*The problem*. Give back every record word for word, but keep the pictures out.

*Dataset extract*.
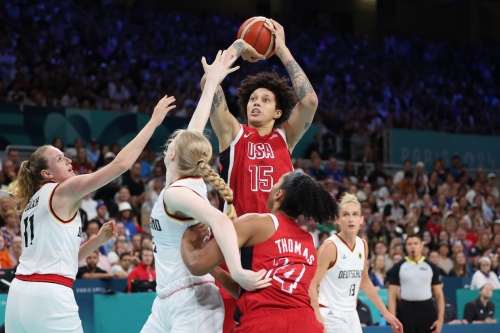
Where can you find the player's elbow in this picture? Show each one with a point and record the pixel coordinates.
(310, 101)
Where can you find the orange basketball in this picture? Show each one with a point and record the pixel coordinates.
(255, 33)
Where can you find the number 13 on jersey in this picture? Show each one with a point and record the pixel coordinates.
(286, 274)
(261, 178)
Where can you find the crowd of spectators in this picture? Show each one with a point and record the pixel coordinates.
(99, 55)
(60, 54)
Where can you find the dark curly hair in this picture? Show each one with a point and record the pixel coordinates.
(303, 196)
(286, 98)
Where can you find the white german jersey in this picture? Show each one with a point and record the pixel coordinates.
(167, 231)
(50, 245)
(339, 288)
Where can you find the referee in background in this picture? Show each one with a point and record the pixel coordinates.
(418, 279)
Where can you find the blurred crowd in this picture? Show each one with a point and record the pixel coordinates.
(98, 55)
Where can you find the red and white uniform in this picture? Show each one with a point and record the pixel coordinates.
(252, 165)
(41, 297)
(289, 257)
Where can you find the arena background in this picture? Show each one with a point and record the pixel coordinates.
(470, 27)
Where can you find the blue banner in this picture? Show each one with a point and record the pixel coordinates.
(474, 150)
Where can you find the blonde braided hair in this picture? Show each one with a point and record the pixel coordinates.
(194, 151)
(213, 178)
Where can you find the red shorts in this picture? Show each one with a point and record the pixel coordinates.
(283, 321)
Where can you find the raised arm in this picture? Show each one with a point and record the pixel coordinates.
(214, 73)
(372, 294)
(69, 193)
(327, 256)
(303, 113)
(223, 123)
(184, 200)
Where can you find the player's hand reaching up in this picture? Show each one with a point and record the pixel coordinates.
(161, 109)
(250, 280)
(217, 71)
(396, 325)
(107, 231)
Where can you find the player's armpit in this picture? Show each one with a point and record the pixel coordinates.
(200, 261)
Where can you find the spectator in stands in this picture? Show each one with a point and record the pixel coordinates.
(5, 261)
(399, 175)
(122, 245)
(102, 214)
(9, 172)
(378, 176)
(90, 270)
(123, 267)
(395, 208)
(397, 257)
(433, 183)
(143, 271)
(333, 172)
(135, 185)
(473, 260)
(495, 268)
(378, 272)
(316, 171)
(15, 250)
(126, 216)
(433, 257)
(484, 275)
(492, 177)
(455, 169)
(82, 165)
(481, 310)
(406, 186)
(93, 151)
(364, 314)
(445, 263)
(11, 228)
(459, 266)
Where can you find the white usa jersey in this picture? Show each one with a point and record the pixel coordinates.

*Written solution*.
Where can you find the player's elbow in this picture? Show each one with a point and record the pixel coordinates.
(310, 101)
Where can you find the orange basketball in this picture? Show each one with a point and record the pixel coordinates.
(255, 33)
Where can you find the number 13 on jersey in this picture? Show each one with a point and record the pixel coordinates.
(286, 274)
(261, 178)
Where can you find the crowd of spectators in this picture? Show each one with a point and record the pixel coordinates.
(99, 55)
(60, 54)
Where can you find the dark curly hair in this picture? Show each one with a point and record the pixel coordinates.
(303, 196)
(286, 98)
Where can you find the white german jersey in this picture? Show each one with a point and record the pixel coordinates.
(167, 231)
(50, 245)
(339, 288)
Where can you find the referee in background in this picture? Show each one with a point and record the pixel coordinates.
(418, 279)
Where can you find the blurred crowd in this picture? Show each one with a point and record the pixel coordinates.
(98, 55)
Where can you find the red and white uniform in this picture? Show each one with a point and record the pixel coordinates.
(252, 165)
(41, 297)
(289, 257)
Where can you find the arena background in this picture? Show each one with a point and record the pixel coordinates.
(470, 27)
Where can you find the blue banner in this picture? Show each one with a point and record the pixel coordinates.
(474, 150)
Where can you find the blonde braided hair in this picture? Show each one with a point and record the pixel coordinates.
(194, 151)
(213, 178)
Where can you find the red shorts in this picture? Show each one with a point and record the pixel coordinates.
(283, 321)
Where can you find the raised arm in this picture? Show each one with a point and record the pixel coordinates.
(214, 73)
(372, 294)
(69, 193)
(327, 256)
(303, 113)
(223, 123)
(184, 200)
Where can you find the player's hand reaching up in this picture? Show each one with a point and record the pixel coordinates.
(161, 109)
(250, 280)
(217, 71)
(396, 325)
(107, 231)
Where can you find the player's armpit in this picture? Show each one with a point and record the pixel coordinates.
(200, 261)
Where can you find the spectator in stands in this picture? Show each one with a point and record the pixel coordinates.
(5, 261)
(399, 175)
(122, 245)
(102, 214)
(9, 172)
(378, 176)
(90, 270)
(123, 267)
(395, 208)
(397, 257)
(433, 183)
(143, 271)
(333, 172)
(135, 185)
(473, 260)
(495, 268)
(378, 272)
(316, 171)
(15, 250)
(126, 216)
(433, 257)
(484, 275)
(492, 177)
(455, 169)
(82, 165)
(481, 310)
(406, 186)
(93, 151)
(364, 314)
(445, 263)
(11, 228)
(459, 266)
Where can you find the white usa jersey in this picture? Show each one with a point and record the pixel coordinates.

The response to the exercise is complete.